§ **Work item**:
Please restate every entry exactly. Leave out the pictures.

§ **Exercise material**:
- - -

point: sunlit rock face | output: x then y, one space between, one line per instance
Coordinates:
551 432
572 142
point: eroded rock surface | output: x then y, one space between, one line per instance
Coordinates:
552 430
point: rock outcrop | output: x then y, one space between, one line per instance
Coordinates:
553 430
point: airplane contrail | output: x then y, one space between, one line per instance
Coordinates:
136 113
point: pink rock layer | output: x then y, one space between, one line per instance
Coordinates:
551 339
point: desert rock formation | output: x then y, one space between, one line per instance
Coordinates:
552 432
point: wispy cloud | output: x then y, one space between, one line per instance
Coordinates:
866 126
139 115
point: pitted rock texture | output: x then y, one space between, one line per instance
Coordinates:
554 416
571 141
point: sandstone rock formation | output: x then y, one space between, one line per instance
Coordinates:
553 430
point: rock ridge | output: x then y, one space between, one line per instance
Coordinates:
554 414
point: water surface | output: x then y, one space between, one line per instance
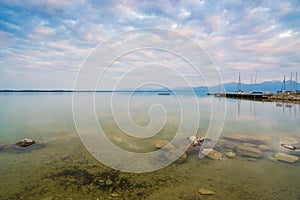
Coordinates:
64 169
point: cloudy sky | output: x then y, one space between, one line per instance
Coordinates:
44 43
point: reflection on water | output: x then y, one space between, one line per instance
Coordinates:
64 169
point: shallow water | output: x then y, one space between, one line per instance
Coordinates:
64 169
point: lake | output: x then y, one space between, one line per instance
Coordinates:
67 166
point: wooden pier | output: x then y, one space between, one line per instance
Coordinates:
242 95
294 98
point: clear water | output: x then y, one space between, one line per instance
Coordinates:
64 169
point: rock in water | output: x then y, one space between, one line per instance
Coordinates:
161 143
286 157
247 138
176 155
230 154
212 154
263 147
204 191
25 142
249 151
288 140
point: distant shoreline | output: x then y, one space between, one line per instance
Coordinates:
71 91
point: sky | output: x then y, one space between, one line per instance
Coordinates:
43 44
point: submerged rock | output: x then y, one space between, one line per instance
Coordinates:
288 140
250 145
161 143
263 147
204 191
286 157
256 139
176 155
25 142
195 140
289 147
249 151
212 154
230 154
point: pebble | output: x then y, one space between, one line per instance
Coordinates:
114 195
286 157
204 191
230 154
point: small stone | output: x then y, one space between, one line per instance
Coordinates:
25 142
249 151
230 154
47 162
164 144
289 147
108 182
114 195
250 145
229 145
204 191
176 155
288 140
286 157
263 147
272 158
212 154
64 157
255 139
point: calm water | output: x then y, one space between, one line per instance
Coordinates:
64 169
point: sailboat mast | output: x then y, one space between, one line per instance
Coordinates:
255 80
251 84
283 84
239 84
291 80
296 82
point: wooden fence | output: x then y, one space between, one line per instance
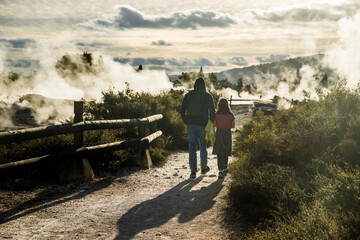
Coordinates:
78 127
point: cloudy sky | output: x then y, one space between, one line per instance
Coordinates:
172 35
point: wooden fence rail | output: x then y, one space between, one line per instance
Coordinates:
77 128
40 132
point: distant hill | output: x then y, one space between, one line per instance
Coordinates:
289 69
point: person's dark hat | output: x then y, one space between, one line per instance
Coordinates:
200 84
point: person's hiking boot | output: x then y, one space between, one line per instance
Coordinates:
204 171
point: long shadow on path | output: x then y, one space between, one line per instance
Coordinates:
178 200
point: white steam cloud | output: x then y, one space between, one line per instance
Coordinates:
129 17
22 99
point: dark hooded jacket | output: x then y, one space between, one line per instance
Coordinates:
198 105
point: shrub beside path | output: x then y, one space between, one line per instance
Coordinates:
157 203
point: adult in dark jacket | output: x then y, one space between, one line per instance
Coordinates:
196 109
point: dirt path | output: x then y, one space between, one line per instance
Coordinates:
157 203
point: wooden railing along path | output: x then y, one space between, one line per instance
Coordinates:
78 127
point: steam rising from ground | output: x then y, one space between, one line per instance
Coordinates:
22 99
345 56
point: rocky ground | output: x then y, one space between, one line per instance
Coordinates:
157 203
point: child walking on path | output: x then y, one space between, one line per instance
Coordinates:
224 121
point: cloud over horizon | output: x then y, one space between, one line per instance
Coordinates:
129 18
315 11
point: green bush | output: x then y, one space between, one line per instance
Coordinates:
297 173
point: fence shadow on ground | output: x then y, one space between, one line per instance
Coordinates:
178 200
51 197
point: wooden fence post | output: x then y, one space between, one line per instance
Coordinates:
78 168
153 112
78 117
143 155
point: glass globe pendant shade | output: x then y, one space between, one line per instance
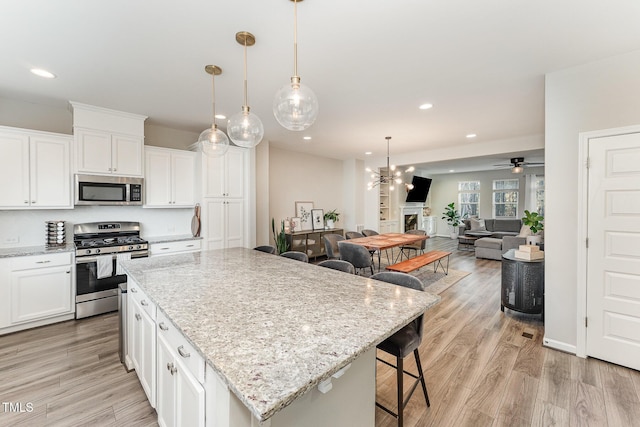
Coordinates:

- - -

§ **Response**:
point: sunlit rock face | output: x then y, one space between, one line per instance
Coordinates:
551 432
572 142
point: eroded rock surface | output: x then y, one space between, one line per instance
Coordinates:
552 430
point: rock outcrop | output: x then y, one space between, one line per instance
Coordinates:
553 430
point: airplane contrail | output: x then y, one space between, one line per instance
Coordinates:
136 113
point: pink rock layer | output: x then y, one space between, one line per instance
Coordinates:
551 339
point: desert rock formation | output: x then y, one space between, one line per instance
Coordinates:
552 432
point: wispy cloud | output: x then y, one space between, one line per instance
Coordinates:
866 126
139 115
point: pitted rock texture | output: x then y, one space between, one line per instance
Coordinates:
554 416
571 141
point: sandstone rock formation | output: x then y, one space between, one line per instance
Coordinates:
553 430
point: rock ridge | output: x then y, one space between, one line per instance
Coordinates:
554 414
point: water surface | output: x then y, one space between, one line per instance
Coordinates:
64 169
point: cloudy sky | output: x then y, one space between, one line per instance
Coordinates:
44 43
point: reflection on water | output: x then y, one space between, one line per instance
Coordinates:
64 169
point: shallow water | output: x then y, one space between, one line per instance
Coordinates:
64 169
point: lake | output: x then y, one space between, one line per instance
Coordinates:
67 166
point: wooden pier | output: x then y, one space between, one line per instance
Coordinates:
242 95
294 98
point: clear water | output: x then y, one space between, one line per instance
Coordinates:
64 169
point: rock in water | output: x then y, one space between, one line per instance
Coordinates:
161 143
286 157
247 138
176 155
230 154
212 154
263 147
204 191
25 142
249 151
288 140
point: distant shoreline | output: x then y, one space between, one line per instance
Coordinates:
71 91
point: sky | output: x then y, one space between, one line per instance
Coordinates:
43 44
point: submerged rock | output: x then y, one space between, one line per instance
Coordinates:
288 140
250 145
161 143
263 147
204 191
286 157
256 139
176 155
25 142
195 140
289 147
249 151
212 154
230 154
point: pebble | output: x then y, one space between, one line per instance
Coordinates:
114 195
286 157
204 191
230 154
point: small stone | output: x then y, one space between, one line per instance
Coordinates:
25 142
249 151
230 154
47 162
164 144
289 147
108 182
114 195
250 145
229 145
204 191
176 155
288 140
286 157
263 147
272 158
212 154
64 157
255 139
point: calm water | output: x then y, one space between, one line per instance
Coordinates:
64 169
point: sailboat mast | output: x then y, one space between, one line per instance
Coordinates:
255 80
251 84
283 84
239 84
291 80
296 82
point: wooden fence | output: x then y, one space between, one line per instance
Coordinates:
78 127
point: cloudy sky | output: x then y, one space between, one line per instance
Coordinates:
172 35
point: wooden fence rail | output: x then y, one space between, one line per instance
Coordinates:
77 128
40 132
point: distant hill | output: x then y, one space between, one line per instance
Coordinates:
289 69
point: person's dark hat | output: x then y, one space between, one line per instance
Coordinates:
200 84
point: person's hiking boot | output: x then y, one space between, one line per instance
Coordinates:
204 171
point: long shadow on path | output: x then y, one space between, one line per instance
Coordinates:
178 200
point: white steam cloud | output: x then y, one space between, one line per instance
Coordinates:
129 17
22 99
point: dark hooded jacket | output: x then y, one space between, one line per instance
Coordinates:
198 105
point: shrub beside path | output: x then y, one space between, one line per instance
Coordinates:
157 203
point: adult in dark jacket | output: x then y, one space between, one line per instance
Coordinates:
196 109
point: dirt path | output: x then y, one space between, one line per instance
Coordinates:
157 203
point: wooden railing along path | output: x then y, one space between, one line per instance
Coordinates:
78 127
point: steam rising from ground | output: x then y, one space between, one line per instance
Coordinates:
22 99
345 56
point: rocky ground | output: x then y, one space between, one line per instance
Coordinates:
157 203
point: child walking on path | output: x then y, one space between, one line per instance
Coordinates:
224 121
point: cloud over horizon | output: x then y, one space between, one line per instance
Coordinates:
129 18
315 11
point: green bush | output: x then y, one space between, one line per instance
Coordinates:
297 173
point: fence shadow on ground | output: x then y, one space between, one line per instance
Coordinates:
178 200
51 197
point: wooden fence post | output: x then y, one space between, one line per instance
Coordinates:
78 168
153 112
78 117
143 155
point: glass globe pendant shade | output: x then y, one space between, one line per instance
Coordinates:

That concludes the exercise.